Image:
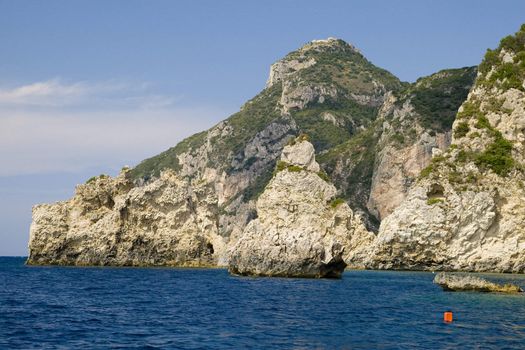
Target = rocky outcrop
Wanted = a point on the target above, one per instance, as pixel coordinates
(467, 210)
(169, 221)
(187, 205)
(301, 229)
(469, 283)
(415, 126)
_ _ _ _ _
### TASK TO COMPLETE
The records above need retyping in full. Omit the pictures, and change nothing else.

### FINISHED TASK
Image:
Target = rocky outcrop
Wanted = a point on the target above, one per instance, as pixel coordinates
(467, 210)
(169, 221)
(187, 205)
(301, 229)
(469, 283)
(415, 126)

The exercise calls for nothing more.